[[ Record extracts, beginning ]]

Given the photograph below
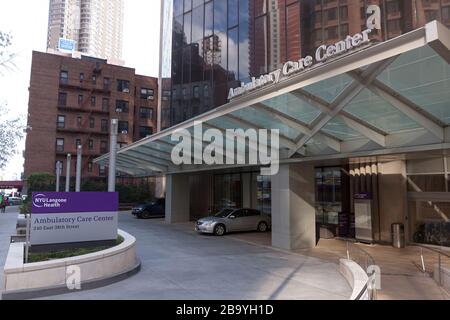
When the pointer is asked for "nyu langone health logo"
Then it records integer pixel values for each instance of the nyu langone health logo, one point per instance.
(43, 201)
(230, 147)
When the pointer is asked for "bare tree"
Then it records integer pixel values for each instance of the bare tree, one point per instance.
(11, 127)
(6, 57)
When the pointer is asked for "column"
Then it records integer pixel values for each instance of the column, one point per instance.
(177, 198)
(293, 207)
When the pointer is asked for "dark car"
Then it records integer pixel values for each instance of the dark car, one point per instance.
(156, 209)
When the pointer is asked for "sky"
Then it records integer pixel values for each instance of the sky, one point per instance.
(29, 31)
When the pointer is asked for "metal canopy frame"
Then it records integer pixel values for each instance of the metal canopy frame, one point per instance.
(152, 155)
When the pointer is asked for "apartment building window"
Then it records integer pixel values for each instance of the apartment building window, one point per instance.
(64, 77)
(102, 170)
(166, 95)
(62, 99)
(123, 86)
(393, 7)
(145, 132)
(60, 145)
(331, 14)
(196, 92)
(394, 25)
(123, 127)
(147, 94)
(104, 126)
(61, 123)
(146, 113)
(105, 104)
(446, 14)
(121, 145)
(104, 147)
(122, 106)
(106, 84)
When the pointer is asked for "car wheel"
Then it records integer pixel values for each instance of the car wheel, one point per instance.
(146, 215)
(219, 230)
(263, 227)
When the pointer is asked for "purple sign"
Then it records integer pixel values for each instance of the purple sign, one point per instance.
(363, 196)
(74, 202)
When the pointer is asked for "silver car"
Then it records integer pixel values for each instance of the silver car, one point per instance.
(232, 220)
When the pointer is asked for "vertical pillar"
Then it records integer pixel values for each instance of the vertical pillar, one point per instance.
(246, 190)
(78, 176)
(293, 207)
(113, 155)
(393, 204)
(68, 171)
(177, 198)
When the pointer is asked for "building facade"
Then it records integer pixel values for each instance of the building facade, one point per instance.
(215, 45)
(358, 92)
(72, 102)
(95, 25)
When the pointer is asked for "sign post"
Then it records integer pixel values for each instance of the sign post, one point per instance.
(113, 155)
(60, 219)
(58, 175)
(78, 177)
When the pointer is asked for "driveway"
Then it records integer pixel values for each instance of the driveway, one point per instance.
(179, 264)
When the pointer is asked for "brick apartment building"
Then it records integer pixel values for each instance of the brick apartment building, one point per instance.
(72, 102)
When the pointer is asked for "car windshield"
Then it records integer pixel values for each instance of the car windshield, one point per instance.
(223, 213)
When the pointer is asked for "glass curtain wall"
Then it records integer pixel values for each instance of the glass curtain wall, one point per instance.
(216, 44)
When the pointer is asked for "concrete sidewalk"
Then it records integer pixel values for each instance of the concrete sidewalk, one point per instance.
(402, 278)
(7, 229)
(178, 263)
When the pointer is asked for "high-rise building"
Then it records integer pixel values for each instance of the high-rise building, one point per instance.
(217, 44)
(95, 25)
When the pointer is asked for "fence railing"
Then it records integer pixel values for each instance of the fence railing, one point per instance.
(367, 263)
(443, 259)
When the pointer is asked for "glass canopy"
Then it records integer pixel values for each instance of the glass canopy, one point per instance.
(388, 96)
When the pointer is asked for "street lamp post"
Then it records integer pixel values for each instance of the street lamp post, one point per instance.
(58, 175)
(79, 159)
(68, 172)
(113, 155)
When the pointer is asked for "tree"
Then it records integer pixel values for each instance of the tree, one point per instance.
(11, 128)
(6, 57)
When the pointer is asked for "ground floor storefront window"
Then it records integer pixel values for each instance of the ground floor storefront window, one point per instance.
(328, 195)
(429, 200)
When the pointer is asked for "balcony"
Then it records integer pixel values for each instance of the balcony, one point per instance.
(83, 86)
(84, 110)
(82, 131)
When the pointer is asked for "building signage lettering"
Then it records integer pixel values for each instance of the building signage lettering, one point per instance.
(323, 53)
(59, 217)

[[ Record extracts, end ]]

◆ Work request ◆
The data above must be reproduced exactly, without any of its pictures.

◆ Result of this task ◆
Given the photograph below
When the pointer is asked for "nyu langone health logo"
Then it records integer pixel values for each instance of the nyu langone health logo, one point per instance.
(43, 201)
(230, 147)
When the pointer is asked for "bare tree"
Then it records integer pixel values for each instance of the bare tree, one point per instance.
(11, 127)
(6, 57)
When the pointer is asked for "column"
Then it records integer pixel values for each instance of the column, one point per instance.
(177, 198)
(293, 207)
When the pointer is asked for "dark car"
Then it records integer pixel values for each instance of the dark car, one point per instance.
(156, 209)
When the pointer is asked for "sky"
Then it records integer pixel values for each instance of the sky, one point per instance.
(29, 31)
When the pointer is asked for "metal canopy frame"
Then it records integer pixel values for each instance of the metal canopy frame, one point per instance.
(152, 155)
When the pointer is asked for "apartment building window"
Then it records integer pixel values for each instance of the apartment building window, one point per instance.
(64, 77)
(102, 170)
(166, 95)
(62, 99)
(123, 86)
(393, 7)
(145, 132)
(60, 145)
(331, 14)
(196, 92)
(394, 25)
(123, 127)
(147, 94)
(104, 126)
(61, 123)
(146, 113)
(105, 104)
(446, 14)
(121, 145)
(104, 147)
(122, 106)
(106, 84)
When the pointer is asked for "car wheel"
Then it records integer pixel values for each instance of the car wheel, one point per instance.
(146, 215)
(219, 230)
(263, 227)
When the pointer is asked for "purple sign"
Then it records integer pixel values for each instance of the purple sign, one point per instance.
(363, 196)
(74, 202)
When the pointer is asked for "silver car"
Then it records integer pixel values for each instance of the silver car, one point per instance.
(232, 220)
When the pointer is asked for "vertical pillar"
Then it records integer pixel values for each instance of the vertical pillar, one point per instance.
(246, 190)
(78, 176)
(293, 207)
(113, 155)
(393, 204)
(68, 171)
(177, 198)
When the pointer is asked for "building facade"
Then it records integer pixel values for each instance of the building facade, one point per instance.
(215, 45)
(358, 92)
(72, 102)
(95, 25)
When the pointer is asked for "sign post"
Then it records integer pixel values for each instance of the sign post, one point per instance.
(113, 155)
(60, 219)
(58, 175)
(78, 177)
When the pointer is asked for "driveway"
Then it records integer pixel values for each instance of the driveway, one point per instance.
(179, 264)
When the pointer is asked for "brick apartment building"
Then it records integer pixel values for each instance of the brick apartment building, one point per instance.
(72, 102)
When the pointer is asked for "car windshield"
Then it records integer pixel values for each instance of the car windshield, one point per instance.
(223, 213)
When the pointer is asked for "glass curtain wall"
Then it records integer pixel values for each instance of the glass curtain wall, one point per instance.
(216, 44)
When the pointer is asked for "concrete sidewalk"
Then it records integer pixel values for each instance of the concrete sidewalk, one point per instance.
(402, 278)
(7, 229)
(178, 263)
When the pointer is asked for "high-rise building"
Then it records integer pixel values for each instance of the high-rise building, one point per instance.
(217, 44)
(95, 25)
When the pointer is asked for "fence railing"
Then it records integer pixel values for each instance of the fence railing, one point per instance.
(367, 263)
(443, 259)
When the pointer is asked for "glass canopy"
Then it records integer pixel values for each instance of the glass canopy, one point per instance.
(388, 96)
When the pointer is asked for "street lamp post"
Then it records integer pixel values for each instance of the street lamp post, one point per instance.
(58, 175)
(79, 159)
(68, 172)
(113, 155)
When the pointer is asked for "tree"
Then it records integer pixel values for each instance of the tree, one point per instance.
(11, 128)
(6, 57)
When the pointer is asked for "ground floor storefront window"
Then it records integer pixel values for each instance of the ground floor storefront window, one point per instance.
(328, 195)
(429, 200)
When the pointer is asked for "balcony"
Then it records integer pixel values for each instance of the balcony, one point per instance.
(83, 86)
(84, 110)
(82, 131)
When the pointer is asked for "building signage lettering"
Then it records integer pixel values for each instance of the building signage lettering, one point per instance.
(323, 53)
(59, 217)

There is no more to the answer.